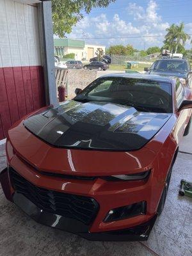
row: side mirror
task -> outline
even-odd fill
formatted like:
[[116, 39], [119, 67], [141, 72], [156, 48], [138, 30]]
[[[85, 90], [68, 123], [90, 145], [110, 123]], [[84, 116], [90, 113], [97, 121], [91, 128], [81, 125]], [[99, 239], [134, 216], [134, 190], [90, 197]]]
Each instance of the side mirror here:
[[189, 79], [189, 77], [190, 76], [192, 76], [192, 70], [188, 72], [187, 78]]
[[82, 89], [80, 89], [80, 88], [76, 88], [76, 89], [75, 90], [75, 93], [76, 94], [76, 95], [77, 95], [77, 94], [81, 93], [81, 92], [82, 92]]
[[192, 108], [192, 100], [185, 100], [181, 103], [178, 109], [178, 111], [181, 110], [187, 109], [188, 108]]

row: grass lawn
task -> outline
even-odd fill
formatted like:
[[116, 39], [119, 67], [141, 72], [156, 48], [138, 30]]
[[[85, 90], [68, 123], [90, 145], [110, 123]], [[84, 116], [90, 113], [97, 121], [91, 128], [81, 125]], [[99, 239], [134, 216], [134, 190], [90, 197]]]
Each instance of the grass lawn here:
[[[144, 71], [144, 67], [150, 67], [150, 65], [149, 64], [139, 64], [139, 67], [137, 68], [134, 68], [131, 69], [131, 70], [133, 71]], [[109, 70], [119, 70], [119, 71], [125, 71], [127, 66], [124, 65], [114, 65], [111, 64], [109, 65]]]

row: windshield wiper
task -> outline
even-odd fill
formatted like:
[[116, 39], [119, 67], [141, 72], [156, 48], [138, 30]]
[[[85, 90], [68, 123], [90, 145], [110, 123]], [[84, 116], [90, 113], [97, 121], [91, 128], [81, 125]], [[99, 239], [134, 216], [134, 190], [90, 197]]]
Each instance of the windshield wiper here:
[[86, 103], [88, 102], [89, 101], [91, 101], [90, 100], [86, 99], [86, 98], [83, 98], [83, 99], [73, 99], [75, 101], [78, 101], [79, 102], [82, 102], [82, 103]]
[[159, 70], [159, 71], [165, 71], [164, 69], [157, 68], [155, 68], [153, 70]]
[[[120, 103], [120, 104], [122, 104], [122, 103]], [[150, 111], [150, 110], [147, 108], [143, 107], [143, 106], [141, 106], [141, 105], [137, 105], [134, 103], [131, 103], [131, 102], [122, 102], [122, 104], [129, 106], [130, 107], [133, 107], [136, 109], [144, 110], [147, 112]]]

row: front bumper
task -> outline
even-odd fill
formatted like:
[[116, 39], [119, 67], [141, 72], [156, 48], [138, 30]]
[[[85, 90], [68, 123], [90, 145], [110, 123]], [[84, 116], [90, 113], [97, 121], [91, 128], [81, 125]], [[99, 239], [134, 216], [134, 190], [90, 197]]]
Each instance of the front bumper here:
[[156, 214], [148, 221], [128, 228], [90, 232], [88, 225], [77, 220], [42, 209], [23, 195], [14, 191], [10, 183], [8, 168], [1, 172], [0, 182], [6, 198], [12, 201], [36, 221], [76, 234], [88, 240], [111, 241], [147, 240], [157, 218]]

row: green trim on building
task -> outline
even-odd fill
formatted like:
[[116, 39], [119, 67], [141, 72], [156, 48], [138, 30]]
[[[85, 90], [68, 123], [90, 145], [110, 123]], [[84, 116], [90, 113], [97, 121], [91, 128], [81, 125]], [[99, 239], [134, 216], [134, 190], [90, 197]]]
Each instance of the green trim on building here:
[[54, 39], [54, 46], [65, 47], [84, 48], [84, 41], [74, 39]]

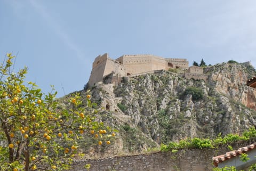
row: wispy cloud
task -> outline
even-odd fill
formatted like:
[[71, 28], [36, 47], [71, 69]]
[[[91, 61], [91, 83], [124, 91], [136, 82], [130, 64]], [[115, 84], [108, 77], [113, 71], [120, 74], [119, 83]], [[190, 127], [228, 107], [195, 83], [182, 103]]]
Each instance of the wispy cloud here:
[[37, 1], [29, 0], [31, 6], [35, 9], [40, 16], [48, 24], [49, 27], [52, 29], [53, 31], [62, 39], [64, 44], [70, 50], [74, 52], [76, 56], [81, 60], [83, 60], [85, 54], [72, 40], [71, 38], [61, 26], [58, 23], [56, 20], [49, 14], [43, 5], [40, 4]]

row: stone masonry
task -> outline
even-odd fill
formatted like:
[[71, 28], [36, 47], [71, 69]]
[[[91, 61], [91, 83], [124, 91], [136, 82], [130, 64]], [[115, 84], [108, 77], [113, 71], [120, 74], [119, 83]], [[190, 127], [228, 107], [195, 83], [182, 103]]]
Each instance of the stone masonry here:
[[75, 161], [72, 171], [209, 171], [214, 167], [213, 149], [184, 150], [177, 153], [157, 152]]
[[114, 78], [111, 83], [117, 84], [118, 78], [124, 76], [155, 70], [167, 70], [169, 68], [188, 68], [188, 61], [185, 59], [163, 58], [151, 55], [125, 55], [113, 60], [105, 53], [95, 59], [89, 84], [92, 86], [111, 74]]

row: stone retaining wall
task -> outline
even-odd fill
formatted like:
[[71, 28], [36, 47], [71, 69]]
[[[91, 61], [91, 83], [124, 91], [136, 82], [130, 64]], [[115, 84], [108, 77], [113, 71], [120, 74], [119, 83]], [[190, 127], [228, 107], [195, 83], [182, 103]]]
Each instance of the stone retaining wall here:
[[157, 152], [75, 161], [72, 170], [85, 171], [209, 171], [213, 165], [213, 150], [183, 150], [177, 153]]

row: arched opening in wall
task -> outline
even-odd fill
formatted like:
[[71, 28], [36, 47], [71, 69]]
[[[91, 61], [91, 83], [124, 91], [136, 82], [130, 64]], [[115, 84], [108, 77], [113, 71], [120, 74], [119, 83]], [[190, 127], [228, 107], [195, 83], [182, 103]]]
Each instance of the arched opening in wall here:
[[168, 62], [168, 67], [173, 68], [173, 65], [171, 62]]
[[107, 104], [106, 105], [106, 109], [107, 109], [107, 110], [109, 110], [110, 108], [110, 106], [109, 105], [109, 104]]

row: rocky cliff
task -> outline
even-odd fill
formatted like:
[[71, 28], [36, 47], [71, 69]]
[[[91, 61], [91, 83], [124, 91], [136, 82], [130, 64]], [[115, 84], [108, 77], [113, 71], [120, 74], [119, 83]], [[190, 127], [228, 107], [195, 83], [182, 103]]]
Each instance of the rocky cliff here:
[[256, 91], [246, 85], [256, 75], [251, 66], [207, 67], [206, 82], [187, 79], [183, 72], [161, 71], [123, 77], [117, 86], [91, 88], [92, 100], [106, 109], [100, 119], [120, 131], [116, 153], [186, 137], [239, 134], [256, 126]]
--------
WHAT YOU WILL DO: Output an exact copy of the lines beginning at the one that holds "row: stone retaining wall" and running through the final line of the records.

WRITTEN RESPONSE:
row: stone retaining wall
task -> outline
even-odd fill
formatted like:
[[71, 28], [36, 47], [71, 69]]
[[[91, 61], [91, 83], [124, 91], [136, 82], [130, 64]], [[115, 84], [108, 77], [113, 71], [120, 74], [119, 83]], [[190, 127], [228, 107], [195, 83], [182, 103]]]
Each instance of the stone retaining wall here:
[[157, 152], [75, 161], [72, 170], [85, 171], [209, 171], [213, 165], [213, 150], [183, 150], [177, 153]]

row: arched opening in wall
task -> outline
even-odd fill
formatted like:
[[71, 28], [36, 47], [71, 69]]
[[[91, 61], [91, 83], [124, 91], [136, 82], [130, 64]], [[115, 84], [108, 77], [113, 71], [120, 74], [119, 83]], [[190, 127], [228, 107], [195, 83], [182, 103]]]
Each instance of the arched opening in wall here:
[[168, 62], [168, 67], [173, 68], [173, 65], [171, 62]]
[[107, 104], [106, 105], [106, 109], [107, 109], [107, 110], [109, 110], [110, 108], [110, 106], [109, 105], [109, 104]]

row: rocky cliff
task -> outline
even-odd fill
formatted like:
[[71, 28], [36, 47], [71, 69]]
[[[91, 61], [91, 83], [124, 91], [136, 82], [130, 64]], [[115, 84], [108, 77], [113, 71], [120, 74], [119, 83]], [[190, 127], [228, 107], [195, 83], [182, 103]]]
Each instance of the rocky cliff here:
[[256, 91], [246, 85], [256, 75], [251, 66], [207, 67], [206, 82], [187, 79], [183, 72], [161, 71], [123, 77], [117, 86], [91, 88], [92, 100], [106, 109], [100, 119], [120, 131], [116, 153], [186, 137], [239, 134], [256, 126]]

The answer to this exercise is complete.